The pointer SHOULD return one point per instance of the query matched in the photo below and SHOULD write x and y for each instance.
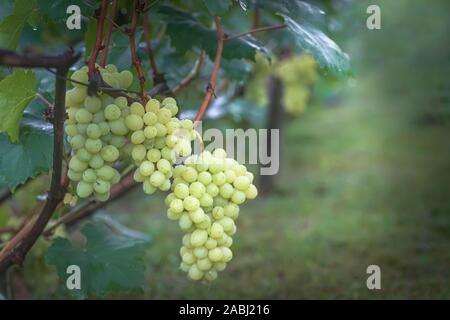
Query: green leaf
(16, 92)
(30, 156)
(110, 260)
(11, 27)
(217, 7)
(326, 52)
(186, 32)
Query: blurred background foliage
(365, 156)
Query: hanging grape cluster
(206, 193)
(96, 131)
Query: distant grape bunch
(206, 190)
(206, 193)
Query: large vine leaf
(186, 32)
(11, 27)
(217, 7)
(16, 92)
(305, 21)
(110, 260)
(30, 156)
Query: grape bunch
(158, 137)
(206, 193)
(96, 131)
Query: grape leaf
(16, 92)
(187, 32)
(11, 27)
(30, 156)
(110, 260)
(217, 7)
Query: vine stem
(192, 74)
(98, 38)
(134, 57)
(255, 30)
(215, 74)
(157, 76)
(19, 245)
(112, 15)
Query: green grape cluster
(158, 137)
(206, 193)
(298, 74)
(96, 131)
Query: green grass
(359, 185)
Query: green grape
(226, 190)
(150, 132)
(212, 190)
(181, 191)
(218, 213)
(157, 179)
(134, 122)
(104, 128)
(138, 137)
(71, 130)
(77, 141)
(148, 187)
(92, 104)
(118, 127)
(106, 173)
(93, 131)
(74, 175)
(238, 197)
(146, 168)
(93, 145)
(112, 112)
(84, 189)
(152, 105)
(125, 79)
(96, 161)
(219, 178)
(109, 153)
(189, 174)
(138, 153)
(197, 215)
(185, 222)
(153, 155)
(241, 183)
(79, 76)
(98, 117)
(101, 186)
(190, 203)
(150, 118)
(77, 165)
(118, 141)
(251, 192)
(198, 238)
(231, 210)
(200, 252)
(137, 176)
(164, 115)
(121, 102)
(164, 166)
(137, 109)
(89, 176)
(102, 196)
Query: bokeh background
(364, 179)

**WHAT NEEDS TO BE DONE**
Convert all the lines of the entries above into a Markdown table with the columns Number and Line, numbering each row and skipping blank lines. Leave the pictures out of the table.

**WORKED SOLUTION**
| Number | Line |
|---|---|
| 1 | The pointer SHOULD return one point per instance of the query matched in the photo below and SHOULD write x and y for each instance. |
| 2 | Query: green leaf |
| 3 | (16, 92) |
| 4 | (30, 156) |
| 5 | (110, 260) |
| 6 | (11, 27) |
| 7 | (217, 7) |
| 8 | (326, 52) |
| 9 | (186, 32) |
| 10 | Query: blurred background foliage |
| 11 | (365, 156) |
| 12 | Query: hanging grape cluster |
| 13 | (206, 193) |
| 14 | (96, 131) |
| 15 | Query: distant grape bunch |
| 16 | (206, 190) |
| 17 | (206, 193) |
| 18 | Query: large vine leaf |
| 19 | (186, 32) |
| 20 | (11, 27) |
| 21 | (217, 7) |
| 22 | (16, 92) |
| 23 | (305, 21) |
| 24 | (110, 260) |
| 25 | (30, 156) |
| 26 | Query: grape bunch |
| 27 | (158, 137) |
| 28 | (206, 193) |
| 29 | (96, 131) |
| 30 | Query: grape leaf |
| 31 | (16, 92) |
| 32 | (187, 32) |
| 33 | (11, 27) |
| 34 | (30, 156) |
| 35 | (110, 260) |
| 36 | (217, 7) |
| 37 | Query: vine stem |
| 38 | (192, 74) |
| 39 | (98, 38) |
| 40 | (134, 57) |
| 41 | (255, 30) |
| 42 | (215, 74) |
| 43 | (157, 76) |
| 44 | (19, 245) |
| 45 | (112, 15) |
| 46 | Query: green grape cluster |
| 47 | (158, 137) |
| 48 | (206, 193) |
| 49 | (298, 74) |
| 50 | (96, 131) |
| 51 | Query: green grass |
| 52 | (359, 185) |
| 53 | Query: green grape |
| 54 | (226, 190) |
| 55 | (150, 132) |
| 56 | (212, 190) |
| 57 | (181, 191) |
| 58 | (218, 213) |
| 59 | (157, 179) |
| 60 | (134, 122) |
| 61 | (104, 128) |
| 62 | (138, 137) |
| 63 | (71, 130) |
| 64 | (77, 141) |
| 65 | (148, 187) |
| 66 | (92, 104) |
| 67 | (118, 127) |
| 68 | (106, 173) |
| 69 | (93, 131) |
| 70 | (74, 175) |
| 71 | (238, 197) |
| 72 | (146, 168) |
| 73 | (93, 145) |
| 74 | (112, 112) |
| 75 | (84, 189) |
| 76 | (152, 105) |
| 77 | (125, 79) |
| 78 | (96, 161) |
| 79 | (219, 178) |
| 80 | (109, 153) |
| 81 | (189, 174) |
| 82 | (138, 153) |
| 83 | (197, 215) |
| 84 | (185, 222) |
| 85 | (153, 155) |
| 86 | (241, 183) |
| 87 | (79, 76) |
| 88 | (98, 117) |
| 89 | (101, 186) |
| 90 | (190, 203) |
| 91 | (150, 118) |
| 92 | (77, 165) |
| 93 | (118, 141) |
| 94 | (251, 192) |
| 95 | (198, 238) |
| 96 | (231, 210) |
| 97 | (200, 252) |
| 98 | (137, 176) |
| 99 | (164, 115) |
| 100 | (121, 102) |
| 101 | (164, 166) |
| 102 | (137, 109) |
| 103 | (89, 176) |
| 104 | (102, 196) |
| 105 | Query: bokeh background |
| 106 | (364, 179) |